> **Teks yang Disediakan**
******

Siang itu, angkot membelah jalanan yang padat hingga macet di beberapa lokasi. Teriknya matahari membuat peluh bercucuran dari kening hingga mata terasa perih kemasukan keringat.
Wawan hanya tertawa menyaksikan hal itu. Dia sudah terbiasa dengan kemacetan dan panas karena delapan kali pergi pulang dengan penumpang setiap hari.
Kemacetan selalu terjadi saat jam berangkat dan pulang kerja. Selanjutnya saat orangtua menjemput anak sekolah lantaran terbatasnya parkir mobil di sekolah maupun sekitarnya. Jika sudah macet, Wawan dan sopir angkot lainnya akan menerobos lajur yang kosong. Kuping dan muka mereka sudah tebal dari umpatan pengendara lain.

******

> **Entri yang diambil dari sebuah koleksi**

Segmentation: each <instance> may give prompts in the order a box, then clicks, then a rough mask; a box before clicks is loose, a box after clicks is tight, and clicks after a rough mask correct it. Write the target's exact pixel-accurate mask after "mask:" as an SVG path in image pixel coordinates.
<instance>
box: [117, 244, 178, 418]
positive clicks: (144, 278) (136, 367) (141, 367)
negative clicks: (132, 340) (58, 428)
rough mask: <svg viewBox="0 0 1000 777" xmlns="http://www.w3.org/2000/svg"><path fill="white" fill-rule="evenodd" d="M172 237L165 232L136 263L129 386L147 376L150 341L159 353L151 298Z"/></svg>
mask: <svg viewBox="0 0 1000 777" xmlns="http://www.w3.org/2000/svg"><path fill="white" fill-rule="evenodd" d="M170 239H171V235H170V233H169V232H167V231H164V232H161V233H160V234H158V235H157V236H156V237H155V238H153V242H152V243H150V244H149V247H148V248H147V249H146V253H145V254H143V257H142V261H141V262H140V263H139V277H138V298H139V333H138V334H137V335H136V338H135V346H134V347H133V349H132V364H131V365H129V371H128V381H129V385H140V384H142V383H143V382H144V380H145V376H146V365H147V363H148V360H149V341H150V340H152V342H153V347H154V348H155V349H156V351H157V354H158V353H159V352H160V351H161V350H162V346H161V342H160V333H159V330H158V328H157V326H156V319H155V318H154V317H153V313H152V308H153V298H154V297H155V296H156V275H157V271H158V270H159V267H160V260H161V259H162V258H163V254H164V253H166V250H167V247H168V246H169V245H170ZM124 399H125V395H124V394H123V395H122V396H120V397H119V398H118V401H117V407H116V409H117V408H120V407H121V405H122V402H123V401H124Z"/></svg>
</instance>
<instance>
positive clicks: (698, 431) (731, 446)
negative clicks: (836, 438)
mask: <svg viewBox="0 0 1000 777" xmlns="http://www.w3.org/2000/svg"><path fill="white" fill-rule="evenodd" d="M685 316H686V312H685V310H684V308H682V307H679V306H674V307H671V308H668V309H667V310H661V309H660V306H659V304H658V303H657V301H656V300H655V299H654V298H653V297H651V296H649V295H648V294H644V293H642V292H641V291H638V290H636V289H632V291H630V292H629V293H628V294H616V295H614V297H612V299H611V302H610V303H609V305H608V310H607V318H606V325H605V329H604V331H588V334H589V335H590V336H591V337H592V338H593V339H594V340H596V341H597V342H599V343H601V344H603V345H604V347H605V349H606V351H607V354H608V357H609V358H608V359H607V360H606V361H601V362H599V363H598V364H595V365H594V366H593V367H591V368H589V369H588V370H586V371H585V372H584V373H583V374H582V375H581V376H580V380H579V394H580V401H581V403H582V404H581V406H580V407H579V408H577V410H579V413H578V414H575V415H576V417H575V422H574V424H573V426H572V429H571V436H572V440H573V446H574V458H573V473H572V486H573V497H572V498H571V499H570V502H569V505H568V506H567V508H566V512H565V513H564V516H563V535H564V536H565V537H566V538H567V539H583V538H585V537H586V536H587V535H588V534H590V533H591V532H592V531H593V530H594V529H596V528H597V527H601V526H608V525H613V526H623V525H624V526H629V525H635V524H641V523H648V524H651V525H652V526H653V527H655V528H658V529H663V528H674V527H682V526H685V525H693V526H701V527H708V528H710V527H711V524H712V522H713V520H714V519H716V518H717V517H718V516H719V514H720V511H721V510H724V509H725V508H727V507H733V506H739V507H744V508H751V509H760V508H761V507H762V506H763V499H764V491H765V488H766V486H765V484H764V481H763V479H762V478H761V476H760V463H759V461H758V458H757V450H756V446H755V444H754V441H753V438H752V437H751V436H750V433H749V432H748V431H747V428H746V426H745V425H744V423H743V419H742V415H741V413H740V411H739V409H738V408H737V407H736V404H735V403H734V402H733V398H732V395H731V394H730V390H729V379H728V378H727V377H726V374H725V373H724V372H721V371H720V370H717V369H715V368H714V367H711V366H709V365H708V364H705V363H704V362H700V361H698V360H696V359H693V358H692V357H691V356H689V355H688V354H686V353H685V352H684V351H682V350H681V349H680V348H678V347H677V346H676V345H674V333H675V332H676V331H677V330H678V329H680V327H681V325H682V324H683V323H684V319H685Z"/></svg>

******

> **Yang Harus Dikerjakan**
(a) Salin ulang teks tentang sopir angkot itu persis seperti aslinya, dimulai dari "Siang itu, angkot" dan terus hingga "penumpang setiap hari.".
(b) Teruskan teks tentang sopir angkot itu, mulai setelah kalimat terakhirnya.

> **Kumpulan Jawaban**
(a)
Siang itu, angkot membelah jalanan yang padat hingga macet di beberapa lokasi. Teriknya matahari membuat peluh bercucuran dari kening hingga mata terasa perih kemasukan keringat.
Wawan hanya tertawa menyaksikan hal itu. Dia sudah terbiasa dengan kemacetan dan panas karena delapan kali pergi pulang dengan penumpang setiap hari.

(b)
Penumpang hanya diam saja setiap kali angkot menerobos lajur yang kosong. Mereka juga tak mengeluhkan panasnya angkot, kursi yang keras seperti kayu, dan ketidaknyamanan lain di angkot. ”Sudah biasa begini. Yang penting sampai tujuan,” kata Yahya (38), salah satu penumpang.
Yahya hampir setiap hari naik angkot 106. Dia merogoh kocek Rp 16.000 untuk pergi pulang. Jumlahnya lebih murah ketimbang naik ojek daring yang mencapai Rp 50.000.
Tarif angkot 106 bervariasi. Anak sekolah biasanya membayar Rp 2.000 atau Rp 5.000, sedangkan penumpang dewasa Rp 8.000 atau Rp 10.000 untuk sekali jalan.
Nyaman
Sejauh ini angkutan umum yang nyaman masih sebatas angan bagi Yahya dan penumpang lainnya. Mereka ingin paling tidak angkot di wilayah tetangga Jakarta bisa seperti angkot Jaklingko yang melayani beberapa rute dari Lebak Bulus.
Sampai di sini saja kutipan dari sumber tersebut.